» What needs to be done: This exercise calls for duplicating every entry below exactly, without the images.

» Task material:

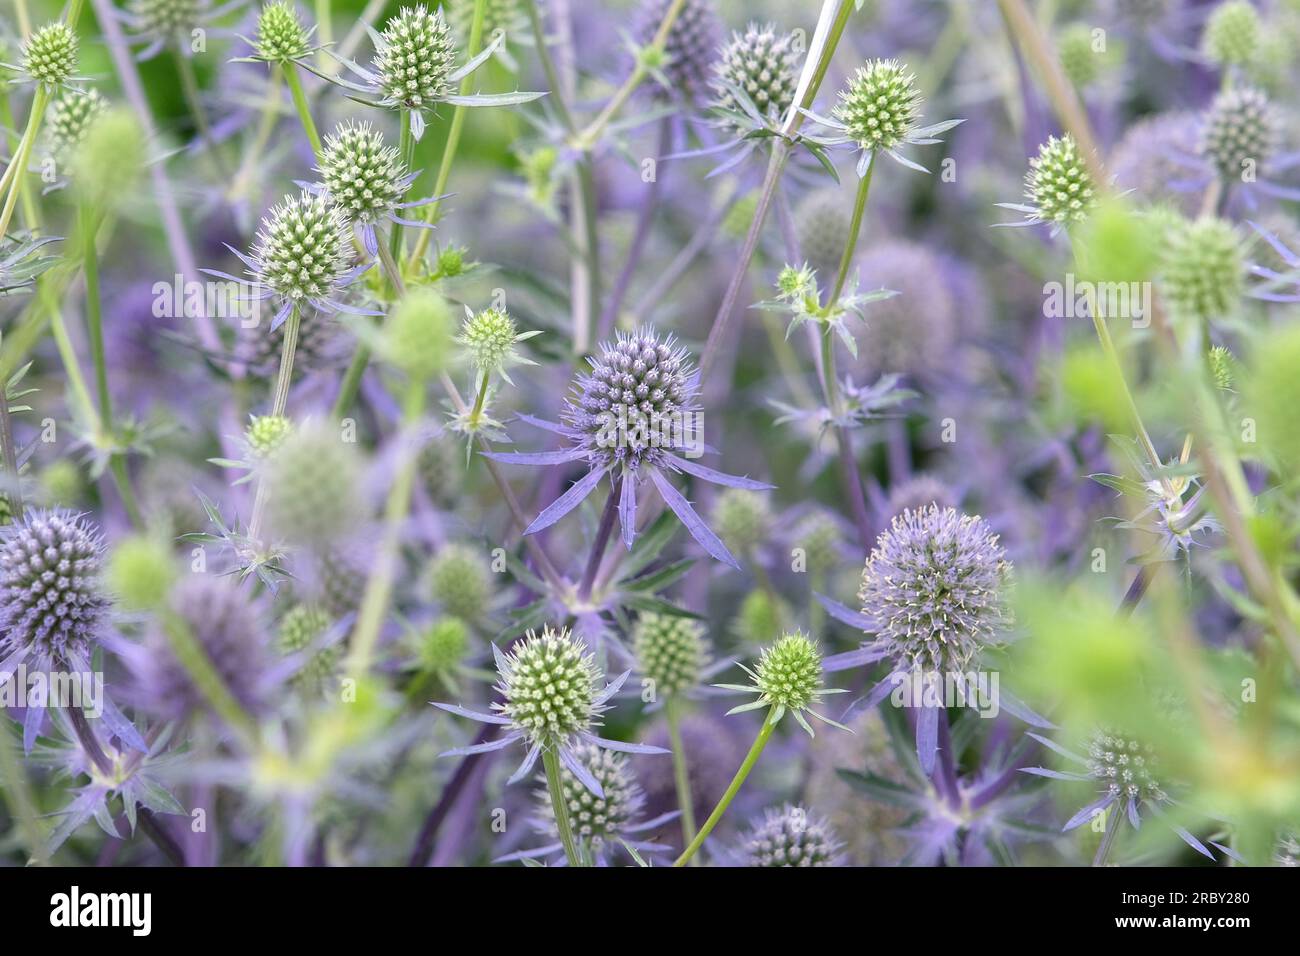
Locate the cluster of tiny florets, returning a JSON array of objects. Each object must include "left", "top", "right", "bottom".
[
  {"left": 1088, "top": 730, "right": 1167, "bottom": 804},
  {"left": 859, "top": 505, "right": 1011, "bottom": 673},
  {"left": 130, "top": 0, "right": 200, "bottom": 36},
  {"left": 712, "top": 489, "right": 771, "bottom": 555},
  {"left": 459, "top": 307, "right": 517, "bottom": 372},
  {"left": 140, "top": 575, "right": 266, "bottom": 718},
  {"left": 320, "top": 121, "right": 408, "bottom": 224},
  {"left": 755, "top": 632, "right": 822, "bottom": 711},
  {"left": 419, "top": 617, "right": 469, "bottom": 672},
  {"left": 262, "top": 424, "right": 363, "bottom": 546},
  {"left": 710, "top": 22, "right": 799, "bottom": 130},
  {"left": 0, "top": 511, "right": 107, "bottom": 663},
  {"left": 833, "top": 59, "right": 922, "bottom": 153},
  {"left": 1202, "top": 0, "right": 1259, "bottom": 66},
  {"left": 374, "top": 5, "right": 457, "bottom": 108},
  {"left": 244, "top": 414, "right": 293, "bottom": 458},
  {"left": 743, "top": 804, "right": 842, "bottom": 867},
  {"left": 636, "top": 0, "right": 720, "bottom": 101},
  {"left": 278, "top": 604, "right": 337, "bottom": 690},
  {"left": 794, "top": 512, "right": 840, "bottom": 576},
  {"left": 255, "top": 1, "right": 312, "bottom": 63},
  {"left": 564, "top": 328, "right": 695, "bottom": 472},
  {"left": 427, "top": 543, "right": 490, "bottom": 621},
  {"left": 1200, "top": 86, "right": 1277, "bottom": 180},
  {"left": 794, "top": 188, "right": 853, "bottom": 279},
  {"left": 47, "top": 88, "right": 106, "bottom": 162},
  {"left": 21, "top": 22, "right": 78, "bottom": 87},
  {"left": 1057, "top": 23, "right": 1105, "bottom": 89},
  {"left": 633, "top": 612, "right": 708, "bottom": 697},
  {"left": 252, "top": 193, "right": 353, "bottom": 303},
  {"left": 539, "top": 743, "right": 643, "bottom": 847},
  {"left": 1026, "top": 134, "right": 1096, "bottom": 225},
  {"left": 1158, "top": 216, "right": 1243, "bottom": 324},
  {"left": 494, "top": 627, "right": 601, "bottom": 743}
]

» Answer for the task:
Locate the cluster of tiny florets, returning a JSON array of objects. Each object must include "left", "top", "right", "bottom".
[
  {"left": 1088, "top": 730, "right": 1167, "bottom": 804},
  {"left": 859, "top": 505, "right": 1011, "bottom": 673},
  {"left": 130, "top": 0, "right": 200, "bottom": 36},
  {"left": 712, "top": 489, "right": 771, "bottom": 555},
  {"left": 459, "top": 307, "right": 517, "bottom": 372},
  {"left": 140, "top": 575, "right": 266, "bottom": 718},
  {"left": 320, "top": 121, "right": 408, "bottom": 224},
  {"left": 755, "top": 632, "right": 822, "bottom": 711},
  {"left": 419, "top": 617, "right": 469, "bottom": 672},
  {"left": 262, "top": 424, "right": 363, "bottom": 546},
  {"left": 710, "top": 22, "right": 799, "bottom": 130},
  {"left": 0, "top": 511, "right": 107, "bottom": 663},
  {"left": 833, "top": 59, "right": 922, "bottom": 153},
  {"left": 1202, "top": 0, "right": 1259, "bottom": 66},
  {"left": 374, "top": 5, "right": 457, "bottom": 108},
  {"left": 244, "top": 414, "right": 293, "bottom": 458},
  {"left": 743, "top": 804, "right": 842, "bottom": 867},
  {"left": 636, "top": 0, "right": 720, "bottom": 101},
  {"left": 278, "top": 604, "right": 337, "bottom": 690},
  {"left": 794, "top": 512, "right": 840, "bottom": 576},
  {"left": 255, "top": 1, "right": 312, "bottom": 63},
  {"left": 564, "top": 328, "right": 695, "bottom": 472},
  {"left": 427, "top": 543, "right": 490, "bottom": 621},
  {"left": 1200, "top": 86, "right": 1277, "bottom": 180},
  {"left": 794, "top": 188, "right": 853, "bottom": 279},
  {"left": 47, "top": 88, "right": 106, "bottom": 162},
  {"left": 21, "top": 22, "right": 78, "bottom": 87},
  {"left": 1057, "top": 23, "right": 1105, "bottom": 89},
  {"left": 633, "top": 612, "right": 708, "bottom": 697},
  {"left": 252, "top": 193, "right": 353, "bottom": 303},
  {"left": 539, "top": 743, "right": 643, "bottom": 847},
  {"left": 1026, "top": 134, "right": 1096, "bottom": 225},
  {"left": 1158, "top": 216, "right": 1243, "bottom": 324},
  {"left": 494, "top": 627, "right": 601, "bottom": 743}
]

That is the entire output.